------ TEXT SECTION ------
Traffic from the Bright Box and Bright Box 2 routers unwittingly give access to account details, blogger and QA automation specialist Scott Helme discovered. "It discloses the password of the EE account holder so I can call EE and pass account security," he writes, although EE assures me that further verification would be required, with emails and usernames not sufficient ID.

"Looking through further I believe it actually outputs almost every single piece of sensitive information stored on your router," Helme adds. "That includes things like all of your WiFi SSIDs and their WPA2 keys."

"We are aware of Mr Helme's article," an EE spokesperson told me in a statement. "As is the case for all home broadband customers, regardless of their provider, it is recommend they only give network access to people they trust. Customers should also be suspicious of any unsolicited emails and web pages, and keep their security software up to date.
------
• WORK TO COMPLETE:
- a) Convert the records, starting with the line that contains "Should any oven" and going on through the line that contains "[0,252,47,315]", into a numbered list with blank lines left out.
- b) Carry on the piece about the EE router security flaw from its last sentence.
The piece on the EE router security flaw and the records are unrelated to each other.
------ EXCERPTED DATA ------
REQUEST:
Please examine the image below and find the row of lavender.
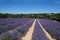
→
[39,19,60,40]
[32,21,49,40]
[0,18,34,40]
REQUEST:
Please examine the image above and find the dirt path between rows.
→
[37,19,56,40]
[22,19,36,40]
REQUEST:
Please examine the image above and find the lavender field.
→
[0,18,60,40]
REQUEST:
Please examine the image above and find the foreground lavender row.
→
[39,19,60,40]
[0,18,60,40]
[32,21,49,40]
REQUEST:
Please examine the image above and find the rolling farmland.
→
[0,18,60,40]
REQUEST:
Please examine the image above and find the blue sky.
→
[0,0,60,13]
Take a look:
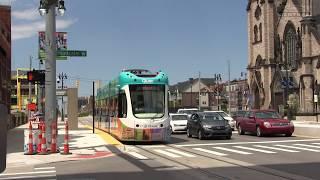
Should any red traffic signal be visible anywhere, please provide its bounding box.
[27,70,45,84]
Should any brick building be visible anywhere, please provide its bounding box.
[247,0,320,113]
[0,5,11,114]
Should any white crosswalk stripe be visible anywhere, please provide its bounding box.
[233,146,276,154]
[275,144,320,152]
[213,147,252,155]
[127,152,149,160]
[294,144,320,149]
[253,145,300,152]
[154,149,181,158]
[192,148,228,156]
[166,149,196,157]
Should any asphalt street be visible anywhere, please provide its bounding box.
[0,119,320,180]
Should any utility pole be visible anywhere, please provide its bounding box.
[228,60,231,114]
[198,71,201,111]
[27,56,32,119]
[45,0,57,144]
[59,73,68,121]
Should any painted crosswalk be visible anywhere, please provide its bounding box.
[0,167,56,180]
[253,145,300,152]
[127,143,320,160]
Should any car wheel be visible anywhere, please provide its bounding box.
[238,124,244,135]
[187,128,192,138]
[286,133,292,137]
[257,126,263,137]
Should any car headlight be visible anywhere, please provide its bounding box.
[263,122,271,128]
[203,125,211,129]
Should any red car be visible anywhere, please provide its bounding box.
[236,110,294,137]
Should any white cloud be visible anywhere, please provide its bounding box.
[11,20,77,40]
[12,8,41,20]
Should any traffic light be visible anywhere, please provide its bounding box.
[27,70,45,84]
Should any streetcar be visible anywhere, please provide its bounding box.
[95,69,171,142]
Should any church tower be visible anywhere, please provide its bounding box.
[247,0,277,109]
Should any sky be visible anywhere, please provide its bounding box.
[0,0,248,96]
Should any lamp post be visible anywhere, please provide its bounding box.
[58,73,68,121]
[39,0,66,144]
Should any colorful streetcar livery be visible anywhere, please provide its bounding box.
[95,69,170,141]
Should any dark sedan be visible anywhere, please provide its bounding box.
[187,112,232,140]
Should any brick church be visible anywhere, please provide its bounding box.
[247,0,320,113]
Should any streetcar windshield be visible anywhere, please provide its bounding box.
[130,85,165,119]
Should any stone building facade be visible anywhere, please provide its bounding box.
[247,0,320,113]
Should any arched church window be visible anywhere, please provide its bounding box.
[284,23,297,69]
[253,25,258,42]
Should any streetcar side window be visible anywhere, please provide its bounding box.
[118,92,127,118]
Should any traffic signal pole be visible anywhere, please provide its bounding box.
[45,0,57,145]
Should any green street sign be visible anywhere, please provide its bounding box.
[57,50,87,57]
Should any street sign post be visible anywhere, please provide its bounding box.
[57,50,87,57]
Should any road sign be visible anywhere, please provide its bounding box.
[57,50,87,57]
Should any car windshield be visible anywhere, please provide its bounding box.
[201,113,224,121]
[130,85,165,119]
[256,111,281,119]
[218,112,230,117]
[171,115,188,121]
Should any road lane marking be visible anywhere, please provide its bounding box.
[173,139,320,147]
[0,175,56,180]
[0,171,56,177]
[212,147,252,155]
[34,167,56,170]
[192,148,228,156]
[275,144,320,152]
[253,145,300,152]
[166,149,196,157]
[154,149,181,158]
[233,146,276,154]
[294,144,320,149]
[127,152,149,160]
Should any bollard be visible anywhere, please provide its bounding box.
[61,121,72,155]
[39,123,48,155]
[24,121,36,155]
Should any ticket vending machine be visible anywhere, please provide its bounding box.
[0,104,8,173]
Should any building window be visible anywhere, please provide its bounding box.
[284,23,297,69]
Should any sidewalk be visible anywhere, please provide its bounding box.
[7,118,113,168]
[292,121,320,138]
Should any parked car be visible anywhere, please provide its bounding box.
[237,110,294,137]
[170,114,188,133]
[177,108,199,115]
[204,111,236,130]
[187,112,232,140]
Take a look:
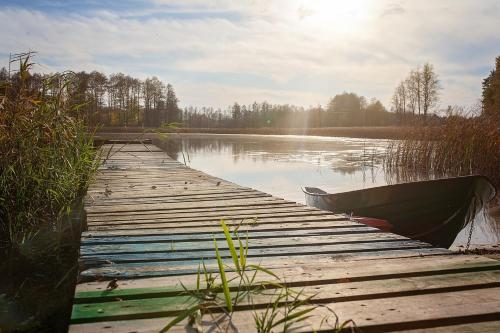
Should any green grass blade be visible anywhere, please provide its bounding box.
[214,238,233,312]
[220,220,241,273]
[160,304,200,333]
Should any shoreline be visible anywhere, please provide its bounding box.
[92,126,413,139]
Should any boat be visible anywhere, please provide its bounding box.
[302,175,496,248]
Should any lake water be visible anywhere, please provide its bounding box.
[158,134,500,245]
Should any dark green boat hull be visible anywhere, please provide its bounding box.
[303,176,495,248]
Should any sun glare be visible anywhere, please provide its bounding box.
[299,0,372,33]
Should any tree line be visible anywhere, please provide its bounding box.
[0,59,470,128]
[0,68,181,127]
[182,92,397,128]
[392,63,441,119]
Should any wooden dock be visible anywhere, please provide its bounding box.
[70,144,500,333]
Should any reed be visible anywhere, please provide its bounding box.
[0,54,98,247]
[0,53,99,332]
[385,115,500,188]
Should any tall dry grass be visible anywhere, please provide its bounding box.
[0,54,97,247]
[385,115,500,188]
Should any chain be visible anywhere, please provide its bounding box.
[465,218,476,252]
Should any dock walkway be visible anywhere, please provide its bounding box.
[70,144,500,333]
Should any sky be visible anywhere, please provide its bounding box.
[0,0,500,108]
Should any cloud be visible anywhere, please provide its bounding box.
[0,0,500,107]
[380,3,406,17]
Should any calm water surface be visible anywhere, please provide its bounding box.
[159,134,500,245]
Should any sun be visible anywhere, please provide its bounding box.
[299,0,373,33]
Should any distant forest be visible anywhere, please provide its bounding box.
[0,68,444,128]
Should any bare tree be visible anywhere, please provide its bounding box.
[421,63,441,117]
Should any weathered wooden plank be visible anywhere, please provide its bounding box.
[88,214,356,227]
[87,206,328,222]
[81,228,386,246]
[80,233,408,256]
[76,255,500,295]
[87,202,322,220]
[80,247,449,281]
[87,197,289,214]
[89,218,368,234]
[70,144,500,332]
[72,271,500,324]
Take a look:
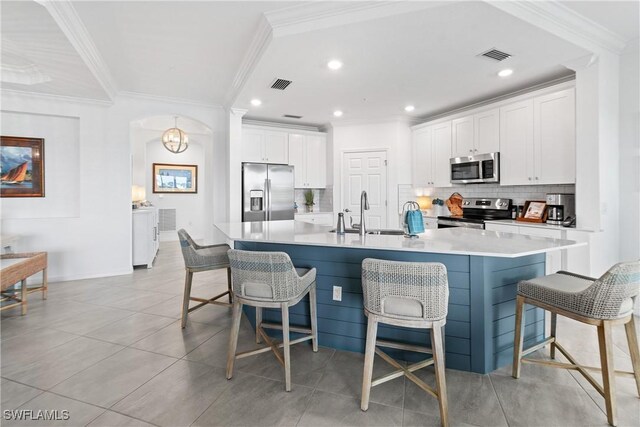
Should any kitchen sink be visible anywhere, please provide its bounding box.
[329,228,404,236]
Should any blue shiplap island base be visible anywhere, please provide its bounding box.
[235,241,545,373]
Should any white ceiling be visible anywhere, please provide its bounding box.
[73,1,292,104]
[236,2,587,124]
[0,1,109,100]
[0,0,638,125]
[562,0,640,40]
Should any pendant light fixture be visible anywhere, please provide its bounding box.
[162,116,189,154]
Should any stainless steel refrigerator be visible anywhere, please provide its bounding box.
[242,163,294,222]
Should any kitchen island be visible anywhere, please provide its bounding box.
[216,221,584,373]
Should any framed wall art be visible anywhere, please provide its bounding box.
[0,136,44,197]
[153,163,198,194]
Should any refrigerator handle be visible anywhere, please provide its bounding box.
[264,179,271,221]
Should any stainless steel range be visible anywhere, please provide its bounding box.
[438,198,511,230]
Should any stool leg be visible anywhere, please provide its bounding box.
[227,267,233,304]
[624,315,640,397]
[598,320,617,426]
[511,295,524,378]
[282,303,291,391]
[20,279,27,316]
[309,283,318,352]
[227,302,242,380]
[360,314,378,411]
[549,313,558,359]
[431,326,449,427]
[182,270,193,329]
[256,307,262,344]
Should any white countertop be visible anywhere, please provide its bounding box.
[485,219,593,233]
[215,221,586,258]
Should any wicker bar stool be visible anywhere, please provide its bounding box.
[513,261,640,426]
[361,258,449,426]
[178,229,232,328]
[227,249,318,391]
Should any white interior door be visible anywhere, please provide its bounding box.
[342,151,387,229]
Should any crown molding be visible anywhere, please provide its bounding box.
[37,0,118,100]
[1,88,113,107]
[225,15,273,106]
[485,0,627,55]
[117,91,224,109]
[265,0,452,37]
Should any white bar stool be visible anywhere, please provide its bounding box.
[512,261,640,426]
[227,249,318,391]
[360,258,449,426]
[178,229,231,329]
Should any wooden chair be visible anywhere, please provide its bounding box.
[227,249,318,391]
[178,229,232,328]
[360,258,449,426]
[513,261,640,426]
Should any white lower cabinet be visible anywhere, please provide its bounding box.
[294,212,334,225]
[485,222,562,274]
[131,207,160,268]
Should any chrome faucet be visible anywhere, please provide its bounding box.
[349,190,369,236]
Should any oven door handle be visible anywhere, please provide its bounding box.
[438,219,484,230]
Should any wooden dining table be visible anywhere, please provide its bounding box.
[0,252,47,315]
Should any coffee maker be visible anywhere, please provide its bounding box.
[547,193,576,225]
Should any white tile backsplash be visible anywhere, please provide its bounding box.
[414,184,576,205]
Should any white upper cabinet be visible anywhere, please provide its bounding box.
[289,133,327,188]
[500,99,534,185]
[473,108,500,154]
[431,122,451,187]
[242,127,289,164]
[412,122,451,187]
[451,116,474,157]
[500,88,576,185]
[533,88,576,184]
[451,108,500,157]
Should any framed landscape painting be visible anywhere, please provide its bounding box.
[0,136,44,197]
[153,163,198,193]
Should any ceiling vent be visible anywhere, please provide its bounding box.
[271,79,291,90]
[478,48,512,62]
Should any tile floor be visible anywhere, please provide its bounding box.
[0,243,640,426]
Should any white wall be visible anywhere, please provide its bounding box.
[1,91,226,282]
[327,121,411,228]
[619,39,640,262]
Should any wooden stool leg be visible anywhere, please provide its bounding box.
[282,303,291,391]
[227,267,233,304]
[624,315,640,397]
[42,267,49,299]
[20,279,27,316]
[598,320,617,426]
[227,302,242,380]
[256,307,262,344]
[360,314,378,411]
[511,295,524,378]
[550,313,558,359]
[309,283,318,352]
[431,326,449,427]
[182,270,193,329]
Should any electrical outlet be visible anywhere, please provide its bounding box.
[333,286,342,301]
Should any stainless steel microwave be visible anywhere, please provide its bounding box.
[450,153,500,184]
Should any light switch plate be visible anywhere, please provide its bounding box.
[333,286,342,301]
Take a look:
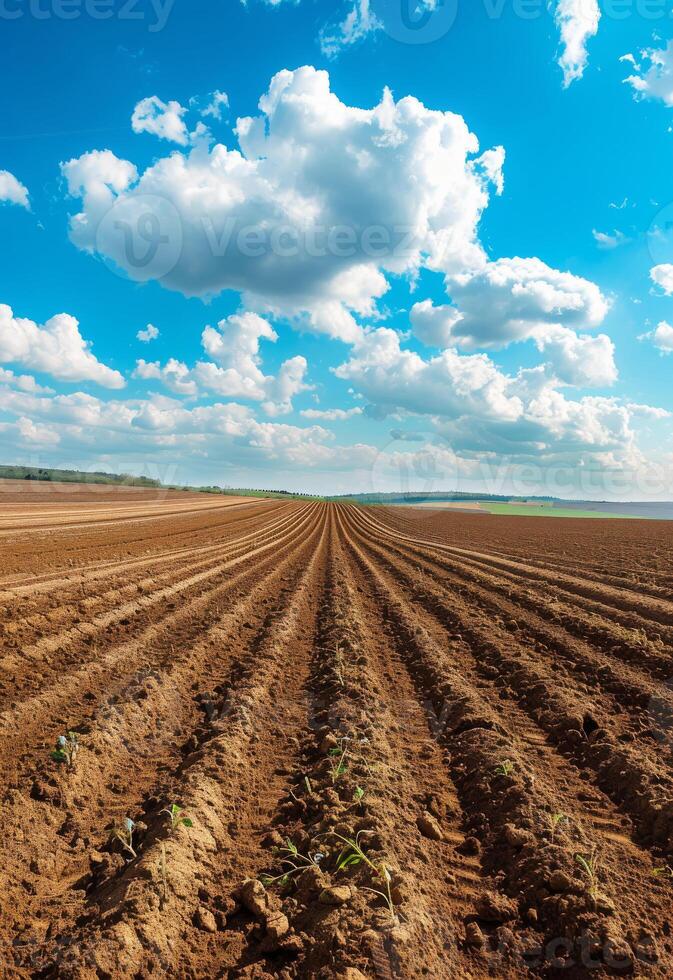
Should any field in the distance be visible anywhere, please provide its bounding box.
[0,484,673,980]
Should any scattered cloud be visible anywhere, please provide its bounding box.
[320,0,383,58]
[0,170,30,209]
[0,304,125,388]
[299,406,363,422]
[62,67,504,342]
[131,95,189,146]
[591,228,631,251]
[134,312,308,416]
[650,263,673,296]
[554,0,601,88]
[136,323,159,344]
[201,89,229,121]
[411,257,609,350]
[620,41,673,108]
[638,320,673,354]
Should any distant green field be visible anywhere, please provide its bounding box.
[480,501,636,521]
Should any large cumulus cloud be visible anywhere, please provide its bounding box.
[63,67,503,340]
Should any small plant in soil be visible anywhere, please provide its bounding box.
[329,738,348,783]
[259,838,325,888]
[110,817,138,858]
[51,732,79,769]
[549,813,569,844]
[495,759,514,776]
[334,643,346,687]
[161,803,194,833]
[575,847,600,901]
[333,833,398,922]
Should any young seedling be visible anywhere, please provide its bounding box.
[495,759,514,776]
[329,738,349,783]
[346,786,367,810]
[334,643,346,687]
[549,813,568,844]
[51,732,79,769]
[333,831,398,922]
[575,847,600,901]
[259,838,325,888]
[111,817,138,858]
[161,803,194,833]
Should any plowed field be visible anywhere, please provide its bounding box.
[0,488,673,980]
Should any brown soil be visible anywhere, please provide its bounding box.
[0,488,673,980]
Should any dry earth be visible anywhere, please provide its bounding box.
[0,487,673,980]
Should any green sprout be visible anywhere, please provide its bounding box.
[259,837,325,888]
[110,817,138,858]
[575,847,600,901]
[549,813,570,844]
[329,737,349,783]
[494,759,514,776]
[160,803,194,833]
[51,732,79,769]
[333,831,397,921]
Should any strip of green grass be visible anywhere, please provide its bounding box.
------
• OUTPUTS IN ORDER:
- a)
1. Should any oven door handle be visible anywhere, please provide its bounding box.
2. [438,219,484,230]
3. Should any wooden dining table be visible anywhere, please provide its bounding box.
4. [0,252,47,315]

- b)
"We treat all security matters seriously, and while no personal data will be compromised by the device itself, we would like to reassure customers that we are working on a service update which we plan to issue shortly, and which will remotely and automatically update customers' Bright Boxes with enhanced security protection."

EE told the BBC the threat to users was "moderate", and that the update would be out by the end of the month.

Formerly branded Orange, EE has around 700,000 broadband subscribers in the UK, according to ISP Review.

As for Mr Helme, he replaced his Bright Box with an Asus router and disposed of EE's machine in pretty spectacular fashion.

Update 21 January: Added clarification on account access procedures.